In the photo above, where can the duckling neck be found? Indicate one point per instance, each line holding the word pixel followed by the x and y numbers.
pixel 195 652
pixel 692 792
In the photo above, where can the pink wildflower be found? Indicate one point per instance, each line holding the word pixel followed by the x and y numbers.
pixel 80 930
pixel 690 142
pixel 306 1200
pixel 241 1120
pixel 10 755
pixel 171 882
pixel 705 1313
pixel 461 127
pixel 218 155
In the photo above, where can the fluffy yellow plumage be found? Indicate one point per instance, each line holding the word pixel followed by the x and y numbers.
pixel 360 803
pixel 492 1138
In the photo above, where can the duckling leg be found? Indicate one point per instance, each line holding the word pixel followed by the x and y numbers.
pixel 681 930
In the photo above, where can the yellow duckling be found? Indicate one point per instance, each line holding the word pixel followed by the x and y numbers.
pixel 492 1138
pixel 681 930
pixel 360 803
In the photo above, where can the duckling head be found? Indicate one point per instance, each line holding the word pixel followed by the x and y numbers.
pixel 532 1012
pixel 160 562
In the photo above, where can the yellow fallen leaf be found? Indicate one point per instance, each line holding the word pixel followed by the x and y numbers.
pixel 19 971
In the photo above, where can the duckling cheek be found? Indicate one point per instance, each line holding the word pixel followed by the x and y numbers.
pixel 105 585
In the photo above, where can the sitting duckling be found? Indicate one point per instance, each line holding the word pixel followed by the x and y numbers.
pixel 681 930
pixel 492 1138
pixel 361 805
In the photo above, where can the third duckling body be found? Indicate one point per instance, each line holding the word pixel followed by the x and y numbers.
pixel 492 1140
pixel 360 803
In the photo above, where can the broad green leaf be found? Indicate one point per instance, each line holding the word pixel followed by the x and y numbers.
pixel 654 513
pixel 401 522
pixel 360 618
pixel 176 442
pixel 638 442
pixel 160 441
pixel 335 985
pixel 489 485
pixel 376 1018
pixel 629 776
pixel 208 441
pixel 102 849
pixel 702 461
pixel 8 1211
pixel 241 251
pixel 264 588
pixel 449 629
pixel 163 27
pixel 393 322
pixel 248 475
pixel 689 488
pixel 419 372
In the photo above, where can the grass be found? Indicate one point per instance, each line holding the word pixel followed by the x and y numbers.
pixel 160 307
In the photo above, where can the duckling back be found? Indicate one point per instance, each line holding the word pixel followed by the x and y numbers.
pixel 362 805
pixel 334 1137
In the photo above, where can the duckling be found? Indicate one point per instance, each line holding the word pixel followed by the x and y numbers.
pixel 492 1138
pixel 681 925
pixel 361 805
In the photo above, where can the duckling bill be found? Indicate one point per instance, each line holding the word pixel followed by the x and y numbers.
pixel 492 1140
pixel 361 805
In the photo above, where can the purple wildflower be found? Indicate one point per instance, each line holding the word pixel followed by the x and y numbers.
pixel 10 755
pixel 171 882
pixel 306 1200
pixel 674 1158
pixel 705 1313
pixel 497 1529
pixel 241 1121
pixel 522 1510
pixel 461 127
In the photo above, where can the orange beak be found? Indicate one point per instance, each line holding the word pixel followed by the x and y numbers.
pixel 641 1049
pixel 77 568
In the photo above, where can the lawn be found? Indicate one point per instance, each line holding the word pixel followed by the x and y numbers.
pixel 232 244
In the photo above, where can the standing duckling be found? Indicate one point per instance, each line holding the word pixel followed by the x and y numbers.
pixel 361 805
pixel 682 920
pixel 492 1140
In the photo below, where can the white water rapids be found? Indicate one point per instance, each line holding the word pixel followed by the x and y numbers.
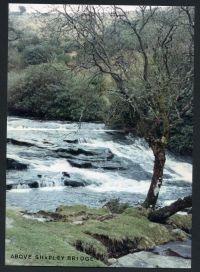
pixel 102 184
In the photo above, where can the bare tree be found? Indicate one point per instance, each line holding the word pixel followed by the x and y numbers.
pixel 153 87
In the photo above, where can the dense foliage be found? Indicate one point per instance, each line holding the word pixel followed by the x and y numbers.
pixel 54 75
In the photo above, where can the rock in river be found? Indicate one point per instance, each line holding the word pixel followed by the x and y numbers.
pixel 73 183
pixel 15 165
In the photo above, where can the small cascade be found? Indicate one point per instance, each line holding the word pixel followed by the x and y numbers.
pixel 21 186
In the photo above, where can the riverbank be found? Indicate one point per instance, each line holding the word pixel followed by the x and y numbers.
pixel 82 236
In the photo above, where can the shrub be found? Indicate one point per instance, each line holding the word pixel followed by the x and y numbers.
pixel 115 206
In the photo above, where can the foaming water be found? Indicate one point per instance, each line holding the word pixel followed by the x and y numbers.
pixel 46 170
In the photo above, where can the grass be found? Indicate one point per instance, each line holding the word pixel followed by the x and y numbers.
pixel 98 236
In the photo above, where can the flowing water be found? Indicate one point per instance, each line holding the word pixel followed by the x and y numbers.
pixel 130 182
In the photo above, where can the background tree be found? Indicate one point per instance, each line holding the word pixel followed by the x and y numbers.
pixel 22 10
pixel 152 74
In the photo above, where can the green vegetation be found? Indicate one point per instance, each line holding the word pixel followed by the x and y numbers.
pixel 54 75
pixel 82 231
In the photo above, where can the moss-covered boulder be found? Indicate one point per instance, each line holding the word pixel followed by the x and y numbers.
pixel 83 232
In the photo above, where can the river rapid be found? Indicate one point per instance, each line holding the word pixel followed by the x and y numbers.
pixel 125 175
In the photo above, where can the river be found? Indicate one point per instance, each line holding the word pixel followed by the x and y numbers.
pixel 125 175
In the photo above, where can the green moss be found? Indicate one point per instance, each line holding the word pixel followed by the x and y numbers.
pixel 98 234
pixel 183 222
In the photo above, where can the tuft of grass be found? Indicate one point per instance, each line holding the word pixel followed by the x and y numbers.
pixel 98 234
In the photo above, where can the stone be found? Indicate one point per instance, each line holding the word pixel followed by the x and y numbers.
pixel 65 174
pixel 178 248
pixel 9 186
pixel 111 261
pixel 15 165
pixel 33 184
pixel 71 141
pixel 180 233
pixel 145 259
pixel 80 164
pixel 73 183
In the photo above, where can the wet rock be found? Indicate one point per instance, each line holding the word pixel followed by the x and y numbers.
pixel 9 186
pixel 111 261
pixel 100 153
pixel 33 184
pixel 178 248
pixel 65 174
pixel 74 183
pixel 19 143
pixel 15 165
pixel 80 164
pixel 150 260
pixel 180 233
pixel 71 141
pixel 78 222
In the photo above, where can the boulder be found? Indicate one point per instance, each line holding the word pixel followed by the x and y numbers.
pixel 71 141
pixel 33 184
pixel 15 165
pixel 65 174
pixel 179 249
pixel 9 186
pixel 19 143
pixel 73 183
pixel 80 164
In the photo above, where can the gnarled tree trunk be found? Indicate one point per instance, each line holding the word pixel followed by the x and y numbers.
pixel 156 181
pixel 162 214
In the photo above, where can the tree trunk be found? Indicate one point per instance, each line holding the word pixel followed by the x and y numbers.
pixel 162 214
pixel 156 181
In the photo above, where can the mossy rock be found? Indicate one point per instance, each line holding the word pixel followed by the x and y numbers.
pixel 183 222
pixel 101 235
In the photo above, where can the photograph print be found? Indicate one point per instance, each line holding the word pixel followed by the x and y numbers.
pixel 99 135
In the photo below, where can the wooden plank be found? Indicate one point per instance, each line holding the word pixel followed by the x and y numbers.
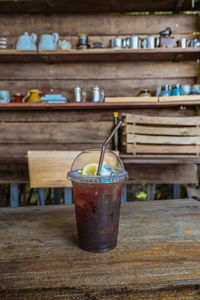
pixel 50 168
pixel 190 121
pixel 13 171
pixel 167 149
pixel 131 99
pixel 110 70
pixel 101 55
pixel 139 129
pixel 162 174
pixel 112 88
pixel 50 262
pixel 108 24
pixel 61 6
pixel 75 132
pixel 169 140
pixel 54 115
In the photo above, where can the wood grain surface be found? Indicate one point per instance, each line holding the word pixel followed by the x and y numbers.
pixel 157 256
pixel 89 6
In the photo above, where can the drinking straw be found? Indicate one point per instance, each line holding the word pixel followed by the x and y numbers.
pixel 103 148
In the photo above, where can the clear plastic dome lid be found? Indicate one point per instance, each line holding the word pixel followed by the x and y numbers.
pixel 112 168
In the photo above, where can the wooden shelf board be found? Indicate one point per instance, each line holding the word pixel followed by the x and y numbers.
pixel 101 55
pixel 92 6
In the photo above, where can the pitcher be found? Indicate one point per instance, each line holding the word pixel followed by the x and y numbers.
pixel 97 95
pixel 32 96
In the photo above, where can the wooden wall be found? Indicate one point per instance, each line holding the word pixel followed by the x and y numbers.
pixel 117 79
pixel 76 130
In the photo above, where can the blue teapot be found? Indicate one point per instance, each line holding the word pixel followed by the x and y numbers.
pixel 49 41
pixel 27 42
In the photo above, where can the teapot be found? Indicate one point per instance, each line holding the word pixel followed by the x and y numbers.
pixel 32 96
pixel 97 94
pixel 49 41
pixel 27 42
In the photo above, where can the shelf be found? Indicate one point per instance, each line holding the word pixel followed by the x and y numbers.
pixel 99 55
pixel 94 106
pixel 93 6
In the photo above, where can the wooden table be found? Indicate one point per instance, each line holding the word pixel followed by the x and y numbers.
pixel 157 257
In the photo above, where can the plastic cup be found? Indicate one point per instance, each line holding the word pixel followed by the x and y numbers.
pixel 97 201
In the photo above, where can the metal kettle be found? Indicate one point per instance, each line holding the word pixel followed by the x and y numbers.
pixel 97 94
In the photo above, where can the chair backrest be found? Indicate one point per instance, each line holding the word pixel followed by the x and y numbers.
pixel 49 168
pixel 161 135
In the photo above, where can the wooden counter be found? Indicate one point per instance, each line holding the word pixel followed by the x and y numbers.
pixel 157 256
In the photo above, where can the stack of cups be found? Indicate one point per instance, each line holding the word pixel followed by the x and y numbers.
pixel 3 43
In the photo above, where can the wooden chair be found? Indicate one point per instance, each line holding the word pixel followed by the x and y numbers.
pixel 48 169
pixel 149 135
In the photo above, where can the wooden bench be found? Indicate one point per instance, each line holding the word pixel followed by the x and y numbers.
pixel 163 149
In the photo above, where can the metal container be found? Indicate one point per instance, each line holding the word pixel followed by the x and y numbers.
pixel 97 94
pixel 79 96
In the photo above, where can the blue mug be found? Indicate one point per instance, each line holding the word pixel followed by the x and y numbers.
pixel 176 90
pixel 4 96
pixel 165 91
pixel 186 89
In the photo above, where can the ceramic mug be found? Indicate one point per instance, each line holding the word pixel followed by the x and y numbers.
pixel 133 42
pixel 49 42
pixel 64 45
pixel 116 43
pixel 4 96
pixel 176 90
pixel 27 42
pixel 165 91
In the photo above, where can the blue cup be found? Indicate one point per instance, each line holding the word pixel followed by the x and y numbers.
pixel 176 90
pixel 186 89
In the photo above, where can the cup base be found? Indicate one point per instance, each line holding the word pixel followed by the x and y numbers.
pixel 100 250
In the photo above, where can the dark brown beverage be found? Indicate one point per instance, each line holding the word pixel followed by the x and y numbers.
pixel 97 215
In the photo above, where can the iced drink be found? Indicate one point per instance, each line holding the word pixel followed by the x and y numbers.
pixel 97 204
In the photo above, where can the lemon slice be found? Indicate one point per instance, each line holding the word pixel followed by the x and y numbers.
pixel 90 169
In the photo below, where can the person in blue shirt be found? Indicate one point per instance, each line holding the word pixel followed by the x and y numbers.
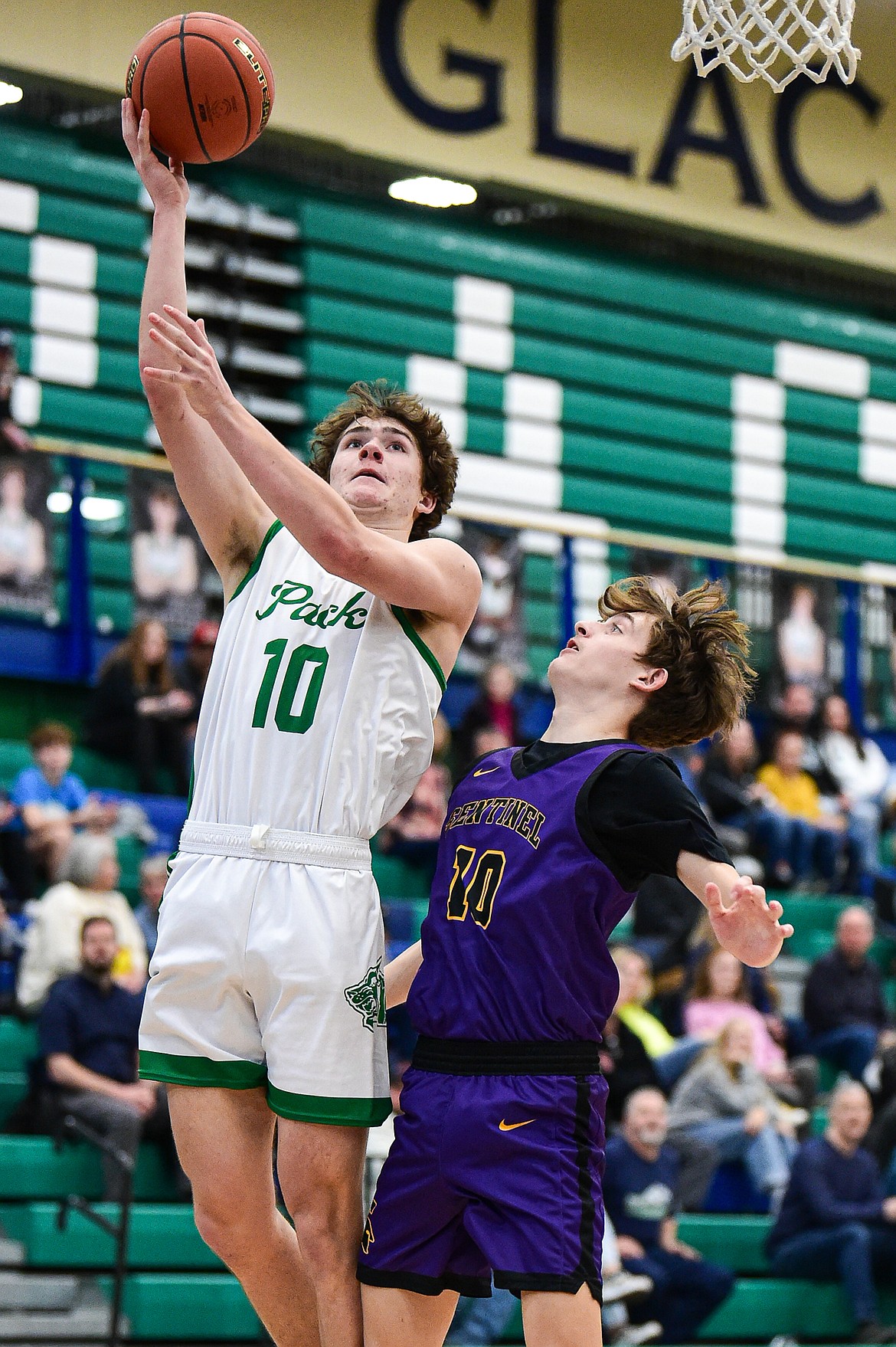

Given request: Starting with the line that contains "In the photo above, where can the dark" and going on through the line that contains "pixel 97 215", write out those lines from the records again, requests included. Offset every x and y coordinate in the answers by adding 11.

Answer:
In the photo above, where can the dark brown beverage be found? Indicate one point per instance, each line holding the word pixel followed by the x and y numbers.
pixel 108 226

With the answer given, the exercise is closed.